--- Begin Recorded data ---

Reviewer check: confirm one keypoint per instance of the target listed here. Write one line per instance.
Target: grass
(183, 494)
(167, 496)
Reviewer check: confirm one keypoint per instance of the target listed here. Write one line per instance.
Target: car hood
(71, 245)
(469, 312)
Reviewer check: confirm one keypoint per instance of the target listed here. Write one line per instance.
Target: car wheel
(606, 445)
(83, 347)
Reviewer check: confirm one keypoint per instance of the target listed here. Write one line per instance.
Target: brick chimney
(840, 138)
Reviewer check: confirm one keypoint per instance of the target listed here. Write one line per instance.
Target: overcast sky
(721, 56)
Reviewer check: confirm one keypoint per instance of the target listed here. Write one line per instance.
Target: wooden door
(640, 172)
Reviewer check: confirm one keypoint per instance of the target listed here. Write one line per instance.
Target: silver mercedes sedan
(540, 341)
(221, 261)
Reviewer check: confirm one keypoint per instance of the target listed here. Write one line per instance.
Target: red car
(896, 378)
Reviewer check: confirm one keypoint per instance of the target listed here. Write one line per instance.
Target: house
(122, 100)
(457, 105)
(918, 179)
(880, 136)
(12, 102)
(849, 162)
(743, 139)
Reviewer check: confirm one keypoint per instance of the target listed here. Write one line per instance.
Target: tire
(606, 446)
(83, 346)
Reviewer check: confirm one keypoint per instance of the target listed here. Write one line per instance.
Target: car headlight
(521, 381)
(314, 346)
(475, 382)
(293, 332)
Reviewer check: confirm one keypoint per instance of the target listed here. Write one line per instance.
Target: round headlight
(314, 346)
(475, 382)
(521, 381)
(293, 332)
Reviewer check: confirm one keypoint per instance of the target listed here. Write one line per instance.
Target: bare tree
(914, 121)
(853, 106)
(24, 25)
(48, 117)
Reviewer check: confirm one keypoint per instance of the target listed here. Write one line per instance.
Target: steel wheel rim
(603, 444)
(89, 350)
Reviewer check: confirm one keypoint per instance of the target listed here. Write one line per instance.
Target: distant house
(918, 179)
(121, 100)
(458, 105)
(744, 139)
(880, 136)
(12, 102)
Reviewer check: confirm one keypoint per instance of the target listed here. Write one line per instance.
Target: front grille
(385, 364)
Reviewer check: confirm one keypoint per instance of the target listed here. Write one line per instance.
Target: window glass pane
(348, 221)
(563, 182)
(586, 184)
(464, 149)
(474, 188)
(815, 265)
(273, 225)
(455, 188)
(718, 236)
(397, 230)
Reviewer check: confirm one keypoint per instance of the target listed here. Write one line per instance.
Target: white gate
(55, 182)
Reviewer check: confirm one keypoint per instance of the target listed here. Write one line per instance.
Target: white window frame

--- End Recorded data ---

■ What you are asked to do
Set out the complete listing exactly as shown.

■ Response for this exercise
Reviewer check: confirm one keypoint per instance of the target listed here. Write one line per instance.
Target: grass
(183, 494)
(167, 496)
Reviewer check: confirm one keypoint per instance of the target listed here. Write one line per instance.
Target: car hood
(71, 245)
(469, 312)
Reviewer check: confirm one keypoint per instance of the target listed here. Write one line per instance.
Target: car wheel
(606, 445)
(83, 347)
Reviewer check: confirm one keypoint per instance of the target listed here. Write one line per instance.
Target: brick chimney
(840, 138)
Reviewer check: confirm one keypoint per instance of the target listed here. Write one line per instance.
Target: overcast sky
(721, 56)
Reviewer check: confirm one keypoint per instance of the target listed here. Write one line per instance.
Target: wooden door
(640, 172)
Reviewer check: confirm one keypoint per instance of the target listed here. Write one line per instance.
Target: silver mercedes sedan
(540, 341)
(221, 261)
Reviewer check: confirm one keypoint per instance of the target listed here. Write one line per instance.
Target: red car
(896, 378)
Reviewer check: confirm one keypoint per instance of the target listed here. Write one line per instance.
Target: house
(122, 100)
(457, 105)
(918, 179)
(880, 136)
(12, 102)
(849, 162)
(743, 139)
Reviewer check: confirm one keypoint per instance of the target listed here. Write one line per instance.
Target: tire
(606, 446)
(83, 346)
Reviewer check: confirm one keypoint per instance of the target listed here. Write one line per instance.
Target: car headlight
(521, 381)
(314, 346)
(475, 382)
(293, 332)
Reviewer check: confirm one keypoint per instance of the target listed here. Write one line per instance.
Target: round headlight
(314, 346)
(475, 382)
(521, 381)
(293, 332)
Reviewer check: confirm one keypoint per instance of the target listed here. Write one line per instance.
Target: bare tree
(914, 121)
(853, 106)
(24, 25)
(48, 117)
Reviewer check: confirm one keypoint per instance of the target listed here. Write one line per instance.
Target: steel wheel rim
(603, 444)
(89, 350)
Reviewer check: confirm one keypoint per instance of the target listed here. Write one line per instance.
Target: distant house
(918, 179)
(121, 100)
(458, 105)
(744, 139)
(880, 136)
(12, 102)
Reviewer check: confirm one keypoint per instance of the target listed here. Write one line per instance.
Target: front grille
(385, 364)
Reviewer check: confirm one keypoint per instance of the target listed here. Write one line per instance.
Target: window glass pane
(348, 221)
(563, 182)
(586, 184)
(464, 149)
(474, 188)
(815, 265)
(273, 225)
(455, 188)
(718, 236)
(397, 230)
Reviewer check: confirm one keypoint per instance of the target listed here. Write one line per instance.
Target: white gate
(55, 182)
Reviewer check: confirm one keypoint per instance of the target listed here. Write one line per instance.
Target: white window frame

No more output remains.